Position identification records:
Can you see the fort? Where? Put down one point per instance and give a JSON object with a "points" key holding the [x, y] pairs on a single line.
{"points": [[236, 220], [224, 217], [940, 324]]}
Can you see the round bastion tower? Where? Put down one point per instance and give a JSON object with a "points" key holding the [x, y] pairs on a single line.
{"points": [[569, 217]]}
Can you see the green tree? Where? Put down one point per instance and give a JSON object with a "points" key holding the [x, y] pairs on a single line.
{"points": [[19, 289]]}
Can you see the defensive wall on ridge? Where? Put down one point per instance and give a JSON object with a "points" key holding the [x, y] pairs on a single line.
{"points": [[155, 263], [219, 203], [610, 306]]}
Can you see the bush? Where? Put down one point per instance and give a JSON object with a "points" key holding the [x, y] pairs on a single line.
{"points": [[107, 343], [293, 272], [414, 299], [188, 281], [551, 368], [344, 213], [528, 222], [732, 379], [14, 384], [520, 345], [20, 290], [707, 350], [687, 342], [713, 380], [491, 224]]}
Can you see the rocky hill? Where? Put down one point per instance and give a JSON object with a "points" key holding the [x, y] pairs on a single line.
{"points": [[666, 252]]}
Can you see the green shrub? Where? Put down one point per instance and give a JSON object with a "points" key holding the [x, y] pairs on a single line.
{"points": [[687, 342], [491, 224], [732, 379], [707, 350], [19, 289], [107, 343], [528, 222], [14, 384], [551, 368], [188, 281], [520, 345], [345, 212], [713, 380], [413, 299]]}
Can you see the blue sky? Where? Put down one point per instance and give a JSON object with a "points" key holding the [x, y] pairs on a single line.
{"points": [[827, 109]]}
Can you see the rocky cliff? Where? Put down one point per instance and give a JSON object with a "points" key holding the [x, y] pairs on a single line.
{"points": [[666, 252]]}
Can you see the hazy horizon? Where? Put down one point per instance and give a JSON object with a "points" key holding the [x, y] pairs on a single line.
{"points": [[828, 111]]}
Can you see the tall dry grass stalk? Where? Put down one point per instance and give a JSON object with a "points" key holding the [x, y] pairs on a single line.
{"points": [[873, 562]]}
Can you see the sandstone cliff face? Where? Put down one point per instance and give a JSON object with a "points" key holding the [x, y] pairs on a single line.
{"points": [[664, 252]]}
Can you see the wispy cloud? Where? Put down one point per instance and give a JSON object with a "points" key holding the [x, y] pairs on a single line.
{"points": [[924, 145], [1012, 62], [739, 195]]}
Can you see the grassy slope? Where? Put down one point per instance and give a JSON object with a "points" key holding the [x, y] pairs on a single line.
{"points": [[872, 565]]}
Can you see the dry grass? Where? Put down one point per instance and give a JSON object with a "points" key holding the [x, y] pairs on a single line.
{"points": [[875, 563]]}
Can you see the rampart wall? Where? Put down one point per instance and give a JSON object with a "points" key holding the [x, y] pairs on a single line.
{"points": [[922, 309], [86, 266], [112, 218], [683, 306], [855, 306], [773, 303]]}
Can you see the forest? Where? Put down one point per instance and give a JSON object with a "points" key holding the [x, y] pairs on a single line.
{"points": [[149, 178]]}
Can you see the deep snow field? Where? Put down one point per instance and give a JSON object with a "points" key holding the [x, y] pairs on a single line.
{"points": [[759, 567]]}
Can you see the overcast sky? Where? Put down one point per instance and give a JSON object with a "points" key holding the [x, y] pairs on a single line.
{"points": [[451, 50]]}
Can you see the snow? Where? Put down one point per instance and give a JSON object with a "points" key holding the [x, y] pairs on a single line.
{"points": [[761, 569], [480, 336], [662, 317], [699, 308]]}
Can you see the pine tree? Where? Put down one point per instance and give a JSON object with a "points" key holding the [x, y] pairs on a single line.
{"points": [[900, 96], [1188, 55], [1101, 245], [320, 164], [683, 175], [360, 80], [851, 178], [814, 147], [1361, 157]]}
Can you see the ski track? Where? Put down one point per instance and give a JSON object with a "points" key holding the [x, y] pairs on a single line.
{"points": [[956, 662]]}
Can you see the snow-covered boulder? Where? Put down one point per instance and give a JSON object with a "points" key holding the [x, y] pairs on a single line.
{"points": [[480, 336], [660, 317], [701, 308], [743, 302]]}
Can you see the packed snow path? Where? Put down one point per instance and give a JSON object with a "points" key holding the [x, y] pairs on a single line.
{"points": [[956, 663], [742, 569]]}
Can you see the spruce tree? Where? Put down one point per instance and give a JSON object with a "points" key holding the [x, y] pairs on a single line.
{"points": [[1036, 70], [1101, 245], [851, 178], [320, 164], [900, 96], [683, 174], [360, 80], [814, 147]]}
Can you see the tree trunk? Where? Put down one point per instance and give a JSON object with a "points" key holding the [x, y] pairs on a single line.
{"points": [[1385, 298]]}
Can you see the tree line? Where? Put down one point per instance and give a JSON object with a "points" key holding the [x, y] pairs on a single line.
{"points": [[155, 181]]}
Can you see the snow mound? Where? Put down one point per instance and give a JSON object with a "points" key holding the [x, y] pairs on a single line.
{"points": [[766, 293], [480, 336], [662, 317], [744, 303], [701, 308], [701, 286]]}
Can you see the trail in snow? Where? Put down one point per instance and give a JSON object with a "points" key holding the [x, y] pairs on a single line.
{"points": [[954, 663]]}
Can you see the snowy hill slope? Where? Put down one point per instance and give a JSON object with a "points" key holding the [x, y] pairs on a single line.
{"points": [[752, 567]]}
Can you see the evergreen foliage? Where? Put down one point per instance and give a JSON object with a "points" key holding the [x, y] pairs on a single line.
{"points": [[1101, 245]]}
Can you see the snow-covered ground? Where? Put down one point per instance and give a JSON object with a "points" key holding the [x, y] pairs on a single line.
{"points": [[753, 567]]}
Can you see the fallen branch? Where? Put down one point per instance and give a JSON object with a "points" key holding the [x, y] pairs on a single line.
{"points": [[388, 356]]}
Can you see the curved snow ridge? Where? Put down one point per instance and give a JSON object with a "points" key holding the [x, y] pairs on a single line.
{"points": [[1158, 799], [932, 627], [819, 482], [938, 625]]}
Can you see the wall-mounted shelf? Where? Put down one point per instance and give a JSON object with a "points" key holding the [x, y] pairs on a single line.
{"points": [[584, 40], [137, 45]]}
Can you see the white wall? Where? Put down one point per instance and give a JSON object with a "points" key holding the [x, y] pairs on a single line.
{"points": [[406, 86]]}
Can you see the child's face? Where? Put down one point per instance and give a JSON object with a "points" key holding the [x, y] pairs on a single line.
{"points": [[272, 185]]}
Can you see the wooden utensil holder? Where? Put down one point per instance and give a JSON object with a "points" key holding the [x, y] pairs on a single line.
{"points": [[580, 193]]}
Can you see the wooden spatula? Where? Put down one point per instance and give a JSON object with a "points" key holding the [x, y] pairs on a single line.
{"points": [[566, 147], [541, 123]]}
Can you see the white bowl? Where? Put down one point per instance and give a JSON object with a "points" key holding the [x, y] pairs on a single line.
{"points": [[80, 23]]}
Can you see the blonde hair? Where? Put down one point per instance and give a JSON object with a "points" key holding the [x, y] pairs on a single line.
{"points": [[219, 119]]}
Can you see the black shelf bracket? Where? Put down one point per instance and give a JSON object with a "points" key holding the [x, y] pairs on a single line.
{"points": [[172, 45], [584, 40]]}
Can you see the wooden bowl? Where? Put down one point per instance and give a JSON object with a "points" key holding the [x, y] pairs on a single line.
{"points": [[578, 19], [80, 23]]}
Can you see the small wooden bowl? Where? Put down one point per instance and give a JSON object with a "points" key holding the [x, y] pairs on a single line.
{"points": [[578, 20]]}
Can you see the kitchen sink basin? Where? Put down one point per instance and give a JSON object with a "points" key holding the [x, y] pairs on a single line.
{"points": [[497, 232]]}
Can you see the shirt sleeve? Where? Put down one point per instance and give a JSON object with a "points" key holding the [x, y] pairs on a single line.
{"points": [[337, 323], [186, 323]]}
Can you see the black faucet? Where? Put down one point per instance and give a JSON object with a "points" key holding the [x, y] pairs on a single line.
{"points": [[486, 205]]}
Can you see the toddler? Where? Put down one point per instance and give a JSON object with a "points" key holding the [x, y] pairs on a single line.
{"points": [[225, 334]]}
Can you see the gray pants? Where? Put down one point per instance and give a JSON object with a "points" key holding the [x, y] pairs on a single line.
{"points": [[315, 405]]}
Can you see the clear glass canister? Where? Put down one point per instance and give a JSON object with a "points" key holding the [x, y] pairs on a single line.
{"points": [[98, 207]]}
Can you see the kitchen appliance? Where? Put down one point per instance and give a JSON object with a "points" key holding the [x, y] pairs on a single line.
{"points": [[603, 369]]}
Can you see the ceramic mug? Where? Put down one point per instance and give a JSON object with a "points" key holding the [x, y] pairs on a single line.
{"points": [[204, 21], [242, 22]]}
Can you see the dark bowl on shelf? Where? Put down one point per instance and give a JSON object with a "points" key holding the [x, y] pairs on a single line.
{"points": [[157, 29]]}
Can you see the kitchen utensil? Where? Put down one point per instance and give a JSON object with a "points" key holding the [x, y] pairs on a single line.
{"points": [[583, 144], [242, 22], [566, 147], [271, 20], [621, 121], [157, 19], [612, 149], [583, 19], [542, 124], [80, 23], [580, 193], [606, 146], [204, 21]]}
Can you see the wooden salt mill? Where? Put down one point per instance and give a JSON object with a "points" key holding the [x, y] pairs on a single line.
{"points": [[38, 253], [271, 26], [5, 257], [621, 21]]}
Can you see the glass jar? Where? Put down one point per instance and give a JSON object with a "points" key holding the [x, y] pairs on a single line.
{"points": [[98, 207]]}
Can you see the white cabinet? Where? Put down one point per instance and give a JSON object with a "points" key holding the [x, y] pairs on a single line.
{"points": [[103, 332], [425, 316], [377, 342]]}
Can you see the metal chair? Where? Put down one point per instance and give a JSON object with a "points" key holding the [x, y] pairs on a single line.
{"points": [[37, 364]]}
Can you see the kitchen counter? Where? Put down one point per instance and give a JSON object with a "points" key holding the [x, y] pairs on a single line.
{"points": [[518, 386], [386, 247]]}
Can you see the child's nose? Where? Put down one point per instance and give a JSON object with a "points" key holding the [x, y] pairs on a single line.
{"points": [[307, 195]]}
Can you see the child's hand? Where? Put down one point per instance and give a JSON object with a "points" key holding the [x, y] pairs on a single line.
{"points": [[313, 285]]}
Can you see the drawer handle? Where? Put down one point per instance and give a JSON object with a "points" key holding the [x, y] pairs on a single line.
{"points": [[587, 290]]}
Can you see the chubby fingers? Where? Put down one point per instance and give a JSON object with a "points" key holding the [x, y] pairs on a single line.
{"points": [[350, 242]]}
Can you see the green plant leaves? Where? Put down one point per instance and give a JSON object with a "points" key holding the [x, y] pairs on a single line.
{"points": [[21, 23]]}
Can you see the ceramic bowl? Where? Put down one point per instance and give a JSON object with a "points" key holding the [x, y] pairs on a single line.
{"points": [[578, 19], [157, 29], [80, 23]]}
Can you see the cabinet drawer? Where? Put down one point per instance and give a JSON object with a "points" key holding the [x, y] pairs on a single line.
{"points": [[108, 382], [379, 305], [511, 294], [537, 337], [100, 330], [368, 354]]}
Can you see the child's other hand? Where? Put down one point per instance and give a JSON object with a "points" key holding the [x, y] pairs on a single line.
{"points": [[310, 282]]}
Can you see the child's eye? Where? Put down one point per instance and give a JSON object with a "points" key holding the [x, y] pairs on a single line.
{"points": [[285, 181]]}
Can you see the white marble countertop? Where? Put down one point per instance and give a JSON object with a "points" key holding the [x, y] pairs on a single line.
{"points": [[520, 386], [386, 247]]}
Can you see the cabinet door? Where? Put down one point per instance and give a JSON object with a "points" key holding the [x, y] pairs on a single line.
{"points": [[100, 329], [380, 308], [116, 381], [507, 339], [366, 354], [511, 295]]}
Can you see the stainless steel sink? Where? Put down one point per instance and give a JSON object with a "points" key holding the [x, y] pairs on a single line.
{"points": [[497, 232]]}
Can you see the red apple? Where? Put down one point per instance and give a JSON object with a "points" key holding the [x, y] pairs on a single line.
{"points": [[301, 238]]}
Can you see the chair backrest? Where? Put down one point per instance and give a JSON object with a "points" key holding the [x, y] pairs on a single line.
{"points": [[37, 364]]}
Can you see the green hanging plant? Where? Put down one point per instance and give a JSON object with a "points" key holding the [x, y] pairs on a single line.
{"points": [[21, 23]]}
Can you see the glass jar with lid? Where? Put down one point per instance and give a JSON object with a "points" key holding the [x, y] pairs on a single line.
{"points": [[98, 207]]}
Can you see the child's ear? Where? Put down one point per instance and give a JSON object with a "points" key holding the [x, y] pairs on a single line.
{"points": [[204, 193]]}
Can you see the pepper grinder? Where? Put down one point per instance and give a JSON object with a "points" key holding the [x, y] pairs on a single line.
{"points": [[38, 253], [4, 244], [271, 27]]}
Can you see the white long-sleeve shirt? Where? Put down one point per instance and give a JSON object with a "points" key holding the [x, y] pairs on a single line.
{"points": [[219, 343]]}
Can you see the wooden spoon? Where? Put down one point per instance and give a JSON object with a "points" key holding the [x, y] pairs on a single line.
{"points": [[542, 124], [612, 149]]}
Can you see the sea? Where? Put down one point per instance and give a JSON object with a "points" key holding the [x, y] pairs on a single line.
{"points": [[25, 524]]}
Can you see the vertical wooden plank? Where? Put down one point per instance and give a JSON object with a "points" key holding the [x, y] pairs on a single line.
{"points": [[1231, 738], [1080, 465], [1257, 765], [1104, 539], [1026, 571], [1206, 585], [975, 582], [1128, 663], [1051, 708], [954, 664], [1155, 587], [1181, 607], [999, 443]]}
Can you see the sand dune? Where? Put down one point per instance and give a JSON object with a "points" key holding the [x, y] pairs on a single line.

** Goal of the exercise **
Every line from the one containing "Can you see the pepper" through the end of the data must be repeated exactly, and no other line.

** The response **
Can you see the pepper grinder? Where? Put down one point per instance and give a JSON object with a "points" key holding the [x, y] pairs on a single line.
{"points": [[38, 253], [4, 244], [271, 27]]}
Can you see the white long-sleeve shirt? Where? Put down one point per instance and give a JSON object with a "points" key holding the [x, y] pairs on a single line.
{"points": [[219, 343]]}
Can you see the wooden spoon? Where? Put down one point per instance and give a JSON object with a "points" key holding the [x, y] pairs on a single line.
{"points": [[542, 124], [612, 149]]}
Can you see the sea? Where? Put down one point per instance and give a JSON object with a "points" key holding the [x, y] pairs on a single line.
{"points": [[25, 524]]}
Can you see the vertical wooden plank? Where? Put down one point per instance and give a JSON object with a "points" key holding the [x, y] pairs on a single line.
{"points": [[1231, 738], [1080, 465], [1257, 765], [1104, 539], [1026, 571], [1206, 585], [975, 582], [1128, 663], [1051, 708], [954, 664], [1155, 587], [1181, 607], [999, 443]]}
Can you see the sand dune? Where? Put down one point per instance and give a JSON object with a "points" key holding the [x, y] pairs on a single line.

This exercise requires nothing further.